Task description -
All entries below must be reproduced without a single change.

The data -

※

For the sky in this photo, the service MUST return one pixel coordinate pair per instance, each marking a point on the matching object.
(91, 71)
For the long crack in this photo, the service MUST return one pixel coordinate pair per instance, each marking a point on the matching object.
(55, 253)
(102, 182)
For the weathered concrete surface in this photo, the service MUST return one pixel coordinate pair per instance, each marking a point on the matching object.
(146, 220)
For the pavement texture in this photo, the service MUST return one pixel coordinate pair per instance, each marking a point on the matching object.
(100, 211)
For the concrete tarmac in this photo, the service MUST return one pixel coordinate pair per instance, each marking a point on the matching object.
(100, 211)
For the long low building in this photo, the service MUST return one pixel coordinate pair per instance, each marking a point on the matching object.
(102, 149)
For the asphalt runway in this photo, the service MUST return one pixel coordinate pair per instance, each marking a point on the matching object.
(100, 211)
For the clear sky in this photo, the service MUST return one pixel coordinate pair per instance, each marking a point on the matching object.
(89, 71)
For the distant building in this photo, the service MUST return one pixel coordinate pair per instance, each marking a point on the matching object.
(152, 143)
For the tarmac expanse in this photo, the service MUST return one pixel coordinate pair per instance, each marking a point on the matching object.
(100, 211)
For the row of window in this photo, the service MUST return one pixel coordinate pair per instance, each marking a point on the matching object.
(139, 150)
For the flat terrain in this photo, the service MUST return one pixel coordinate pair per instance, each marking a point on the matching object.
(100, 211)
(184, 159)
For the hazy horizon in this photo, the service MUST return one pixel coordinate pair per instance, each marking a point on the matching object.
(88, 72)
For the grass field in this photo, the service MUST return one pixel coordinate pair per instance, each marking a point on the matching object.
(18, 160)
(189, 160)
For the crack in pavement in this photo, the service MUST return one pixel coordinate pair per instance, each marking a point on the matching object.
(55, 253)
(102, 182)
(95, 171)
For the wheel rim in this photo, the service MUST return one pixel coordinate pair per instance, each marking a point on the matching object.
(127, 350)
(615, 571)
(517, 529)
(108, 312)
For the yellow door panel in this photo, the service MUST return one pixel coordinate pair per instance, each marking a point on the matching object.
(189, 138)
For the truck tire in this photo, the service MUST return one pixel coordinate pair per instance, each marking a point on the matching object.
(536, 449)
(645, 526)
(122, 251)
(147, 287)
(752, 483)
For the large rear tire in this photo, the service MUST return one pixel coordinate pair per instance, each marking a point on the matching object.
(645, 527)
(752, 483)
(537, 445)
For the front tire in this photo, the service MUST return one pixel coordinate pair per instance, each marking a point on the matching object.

※

Response below -
For the sky in this photo, the service MUST return one pixel coordinate pair per instance, each marking a point on the matching object.
(91, 71)
For the long crack in this photo, the service MUST return one pixel coordinate pair per instance, each marking a point on the matching object.
(55, 253)
(102, 182)
For the weathered concrete surface in this photo, the service MUST return one pixel coordinate pair per instance, each marking a point on the matching object.
(146, 220)
For the pavement texture in this photo, the service MUST return one pixel coordinate pair per instance, each marking a point on the matching object.
(100, 211)
For the concrete tarmac in this photo, the service MUST return one pixel coordinate pair per instance, each marking a point on the matching object.
(100, 211)
For the long low building in this photo, the service MUST return one pixel coordinate pair per instance, each marking a point on the matching object.
(102, 149)
For the asphalt runway in this photo, the service MUST return one pixel coordinate pair per instance, each marking a point on the matching object.
(100, 211)
For the clear sky in this photo, the service MUST return one pixel coordinate pair per instance, each marking a point on the matching object.
(89, 71)
For the distant building in this photo, the service MUST return one pixel coordinate pair per instance, each marking a point on the matching object.
(152, 143)
For the tarmac expanse in this photo, the service MUST return one pixel coordinate pair per instance, each marking a point on the matching object.
(100, 211)
For the row of window in this photo, the service MUST return one pixel coordinate pair per instance, each marking a point on the matching object.
(139, 150)
For the flat terrain in this photo, the service MUST return one pixel coordinate pair per instance, each marking a point on the matching object.
(100, 211)
(184, 159)
For the hazy horizon in this photo, the service MUST return one pixel coordinate pair per instance, each marking a point on the matching object.
(88, 72)
For the grass field in this photo, the service MUST return one pixel coordinate pair per instance, each marking a point on the matching object.
(18, 160)
(189, 160)
For the crack in pavement in this photo, the service MUST return one pixel coordinate pair per instance, each marking a point on the matching object.
(55, 253)
(102, 182)
(95, 171)
For the wheel rim in this photo, the service MUST return one pixel coordinate pair per instance, each marking a point on the matching object.
(127, 350)
(615, 571)
(517, 529)
(108, 312)
For the yellow door panel in this photo, the service MUST return one pixel coordinate pair per instance, each marking a point on the matching object.
(189, 138)
For the truck tire in this photo, the service MUST return one pixel coordinate pair per instance, each marking a point on the matching object.
(536, 449)
(645, 526)
(122, 251)
(147, 287)
(752, 483)
For the large rear tire in this photo, the service MUST return one pixel coordinate pair per instance, each marking a point on the matching object.
(645, 527)
(752, 483)
(537, 445)
For the front tire in this photo, the service MUST return one pixel coordinate pair per instance, each marking a point on the matching object.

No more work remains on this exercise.